> _The task_
What you give back must match the records below exactly.

> _Data to use_
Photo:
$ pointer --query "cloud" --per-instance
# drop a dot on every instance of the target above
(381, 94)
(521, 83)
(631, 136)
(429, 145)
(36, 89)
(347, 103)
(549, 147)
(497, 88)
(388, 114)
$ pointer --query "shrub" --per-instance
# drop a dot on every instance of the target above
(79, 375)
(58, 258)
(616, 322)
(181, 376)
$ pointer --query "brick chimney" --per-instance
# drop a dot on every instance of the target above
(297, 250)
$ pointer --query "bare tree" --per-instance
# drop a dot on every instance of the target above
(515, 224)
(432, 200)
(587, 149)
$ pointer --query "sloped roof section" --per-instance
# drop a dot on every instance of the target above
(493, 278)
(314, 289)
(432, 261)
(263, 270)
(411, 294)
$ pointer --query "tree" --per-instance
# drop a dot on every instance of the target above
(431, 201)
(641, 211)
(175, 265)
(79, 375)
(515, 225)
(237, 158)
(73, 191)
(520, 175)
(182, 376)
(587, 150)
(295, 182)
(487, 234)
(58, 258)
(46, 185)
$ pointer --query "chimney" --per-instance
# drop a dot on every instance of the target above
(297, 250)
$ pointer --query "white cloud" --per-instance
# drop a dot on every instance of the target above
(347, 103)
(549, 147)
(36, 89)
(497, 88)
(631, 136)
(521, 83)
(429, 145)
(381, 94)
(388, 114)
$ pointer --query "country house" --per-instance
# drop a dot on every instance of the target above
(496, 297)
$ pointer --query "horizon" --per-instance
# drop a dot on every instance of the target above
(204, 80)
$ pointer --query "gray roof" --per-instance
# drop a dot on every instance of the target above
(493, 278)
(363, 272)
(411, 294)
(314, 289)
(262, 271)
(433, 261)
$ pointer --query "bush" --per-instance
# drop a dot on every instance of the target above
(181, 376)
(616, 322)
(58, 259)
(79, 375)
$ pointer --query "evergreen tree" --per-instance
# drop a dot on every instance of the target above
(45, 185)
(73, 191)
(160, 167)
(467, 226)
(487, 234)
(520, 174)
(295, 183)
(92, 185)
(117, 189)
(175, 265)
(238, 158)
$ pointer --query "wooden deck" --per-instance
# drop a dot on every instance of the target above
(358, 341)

> _Answer space_
Photo:
$ pointer --query "cloud" --per-instance
# drop a dot on every instance of the target above
(381, 94)
(521, 83)
(631, 136)
(429, 145)
(36, 89)
(347, 103)
(549, 147)
(497, 88)
(388, 114)
$ pointer --query "shrub" --per-instance
# drop a dot on every instance of the target above
(79, 375)
(58, 258)
(616, 322)
(181, 376)
$ pointer --query "brick chimney" --per-instance
# drop a dot on every instance of the target above
(297, 250)
$ pointer --query "bare tree" --per-instance
# drop a dot on every instance of the target above
(515, 224)
(432, 200)
(587, 149)
$ pointer --query "sloped roof section" --per-instance
# drop a dot on every instance of the target above
(493, 278)
(314, 289)
(432, 261)
(263, 270)
(411, 294)
$ pointer --query "tree" --per-instance
# drop a dot on every instance of the target above
(431, 201)
(641, 211)
(175, 265)
(79, 375)
(515, 225)
(237, 158)
(73, 191)
(520, 175)
(182, 376)
(587, 150)
(295, 182)
(487, 234)
(58, 258)
(46, 185)
$ pointer --query "chimney" --per-instance
# drop a dot on every instance of the target above
(297, 250)
$ pointer --query "white cloud" --per-instance
# drop a dot on every instance of the target above
(347, 103)
(549, 147)
(36, 89)
(497, 88)
(631, 136)
(521, 83)
(429, 145)
(381, 94)
(388, 114)
$ pointer --query "country house" --per-instance
# drop a dot on every instance of the target above
(496, 297)
$ pointer --query "horizon" --per-instance
# drop a dot on every instance of the target above
(204, 80)
$ pointer --query "gray roof" --per-instance
# drop a dot on every instance of the target above
(493, 278)
(363, 272)
(411, 294)
(314, 289)
(262, 271)
(433, 261)
$ pointer --query "bush" --per-instance
# drop a dot on every instance of the target above
(181, 376)
(616, 322)
(58, 259)
(79, 375)
$ pointer --query "evergreen tree" --per-instance
# drop a dot on every instance of the target above
(45, 185)
(73, 191)
(160, 167)
(467, 226)
(487, 234)
(520, 174)
(295, 183)
(92, 185)
(117, 189)
(175, 265)
(238, 158)
$ pointer --query "wooden deck" --per-instance
# drop a dot on every instance of the target above
(358, 341)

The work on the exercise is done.